Task brief
Your reply must consist of the data below, reproduced character for character.

The data
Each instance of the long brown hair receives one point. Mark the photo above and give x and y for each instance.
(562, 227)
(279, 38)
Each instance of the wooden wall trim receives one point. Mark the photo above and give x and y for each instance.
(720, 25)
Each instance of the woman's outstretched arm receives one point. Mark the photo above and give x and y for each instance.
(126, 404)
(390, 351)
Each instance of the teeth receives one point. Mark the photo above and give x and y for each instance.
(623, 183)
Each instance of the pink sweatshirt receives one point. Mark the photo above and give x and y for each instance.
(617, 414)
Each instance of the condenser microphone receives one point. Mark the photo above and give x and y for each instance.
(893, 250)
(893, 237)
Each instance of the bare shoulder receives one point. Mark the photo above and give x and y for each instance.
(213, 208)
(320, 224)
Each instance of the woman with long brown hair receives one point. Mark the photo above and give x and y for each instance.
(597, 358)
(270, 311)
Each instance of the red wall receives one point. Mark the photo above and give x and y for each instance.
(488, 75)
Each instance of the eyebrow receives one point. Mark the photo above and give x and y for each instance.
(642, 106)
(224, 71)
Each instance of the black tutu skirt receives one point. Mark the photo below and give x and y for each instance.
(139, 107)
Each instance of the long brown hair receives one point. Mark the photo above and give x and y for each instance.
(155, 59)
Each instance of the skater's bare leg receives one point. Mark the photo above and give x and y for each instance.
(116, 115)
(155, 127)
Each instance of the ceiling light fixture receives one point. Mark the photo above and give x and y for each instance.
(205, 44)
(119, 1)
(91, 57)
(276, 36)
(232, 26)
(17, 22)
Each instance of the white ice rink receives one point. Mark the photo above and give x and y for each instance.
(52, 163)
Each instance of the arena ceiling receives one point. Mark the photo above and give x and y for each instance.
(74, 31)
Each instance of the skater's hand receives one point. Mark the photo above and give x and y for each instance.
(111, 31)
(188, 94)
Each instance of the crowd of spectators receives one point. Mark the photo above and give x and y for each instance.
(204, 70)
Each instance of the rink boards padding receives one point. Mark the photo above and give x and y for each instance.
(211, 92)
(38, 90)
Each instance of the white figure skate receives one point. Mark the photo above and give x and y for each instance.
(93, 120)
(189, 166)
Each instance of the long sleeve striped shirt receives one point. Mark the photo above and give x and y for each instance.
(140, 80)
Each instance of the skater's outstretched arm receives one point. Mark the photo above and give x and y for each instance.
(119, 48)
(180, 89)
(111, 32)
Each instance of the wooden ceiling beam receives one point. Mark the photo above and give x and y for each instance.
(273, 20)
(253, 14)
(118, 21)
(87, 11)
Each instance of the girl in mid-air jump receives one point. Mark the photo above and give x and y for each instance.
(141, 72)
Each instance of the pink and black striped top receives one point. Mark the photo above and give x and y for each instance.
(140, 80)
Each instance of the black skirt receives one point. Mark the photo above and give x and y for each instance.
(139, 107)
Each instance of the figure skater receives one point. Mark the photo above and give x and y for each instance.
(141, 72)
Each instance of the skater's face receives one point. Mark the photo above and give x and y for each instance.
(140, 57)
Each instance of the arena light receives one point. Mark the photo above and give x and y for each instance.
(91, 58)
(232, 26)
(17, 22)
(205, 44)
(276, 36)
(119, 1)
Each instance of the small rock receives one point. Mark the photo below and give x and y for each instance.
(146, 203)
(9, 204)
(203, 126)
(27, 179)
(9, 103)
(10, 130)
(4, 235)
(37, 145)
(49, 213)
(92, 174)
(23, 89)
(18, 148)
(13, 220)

Solution below
Each instance of the long brown hair receives one point. Mark the photo above and give x and y for each instance.
(562, 227)
(279, 38)
Each instance of the wooden wall trim receives one point. Mark the photo above and give x and y for each instance.
(720, 25)
Each instance of the woman's outstretched arm receives one point. Mark the photo above and give x and y for each instance.
(126, 404)
(390, 351)
Each instance of the teeth receives one point. Mark the photo above and give x and y for each instance.
(623, 183)
Each instance of the pink sweatshirt receives one point. Mark the photo above and give x and y for each instance.
(617, 414)
Each instance of the condenser microphone receives one point. Mark the photo above and give x and y for each instance.
(893, 250)
(893, 237)
Each instance of the bare shoulder receives one point. Mark the photo above and give x and y for each instance.
(213, 208)
(320, 224)
Each instance of the woman with long brown hair receives one point. Mark the photo above and give x and y for each instance.
(597, 358)
(270, 311)
Each instance of the red wall receives one point. Mark the photo above and give x and y for each instance.
(488, 75)
Each instance of the eyebrow receives one point. Mark the photo above and give x and y for each instance.
(642, 106)
(224, 71)
Each instance of the black tutu skirt receives one point. Mark the photo below and give x and y for each instance.
(139, 107)
Each instance of the long brown hair receives one point. Mark the photo above and give x and y for each instance.
(155, 59)
Each instance of the skater's bare leg receives one point. Mark the photo above and give x and y for each instance.
(116, 115)
(155, 127)
Each instance of the ceiling light fixture receives one point. Mark the photo above and give x and y for each instance.
(205, 44)
(119, 1)
(91, 57)
(276, 36)
(232, 26)
(17, 22)
Each instance of the white ice rink receives one point. Mark the photo above and give x and y for each instance.
(52, 163)
Each instance of the arena ceiling receives one point. Mark the photo above and give x and y for each instance.
(74, 31)
Each instance of the skater's hand receives one point. Mark the photo above and give x and y for each instance.
(111, 31)
(188, 94)
Each instance of the crowd of spectators receives one point. Mark the photo above and give x and y for each instance.
(204, 70)
Each instance of the rink boards padding receives one point. Mark the photo above and give x and y for each instance.
(211, 92)
(38, 90)
Each instance of the white figure skate receives one point. Mark the photo above and give x and y for each instance.
(93, 120)
(189, 166)
Each instance of the long sleeve striped shirt receives one point. Mark the photo above and give x and y for each instance.
(140, 80)
Each instance of the skater's outstretched arm receives one point. Mark the photo above and give x and y for each instance.
(119, 48)
(180, 89)
(111, 32)
Each instance of the wooden ceiling beam receives one point. Mark the photo above and give x and y for each instance.
(273, 20)
(253, 14)
(118, 21)
(87, 11)
Each instance of the girl in mid-air jump receives one point. Mark the photo above and give x and y for each instance.
(141, 72)
Each instance of the pink and black striped top receives one point. Mark the photo above and give x and y for each instance.
(140, 80)
Each instance of the black skirt receives one point. Mark the photo above and give x and y for each instance.
(139, 107)
Each instance of the figure skater receives one point. Mark the photo above and give x and y for each instance.
(141, 72)
Each instance of the skater's face receives one point. Mark the photo above and give x and y for each instance.
(140, 57)
Each instance of the arena light receives one point. Mark the photo above and give x and y for each instance.
(91, 58)
(232, 26)
(17, 22)
(205, 44)
(276, 36)
(119, 1)
Each instance of the small rock receives one point. Mark the photo below and give x and y for each instance.
(146, 203)
(9, 204)
(203, 126)
(27, 179)
(9, 103)
(10, 130)
(4, 235)
(37, 145)
(49, 213)
(92, 174)
(23, 89)
(18, 148)
(13, 220)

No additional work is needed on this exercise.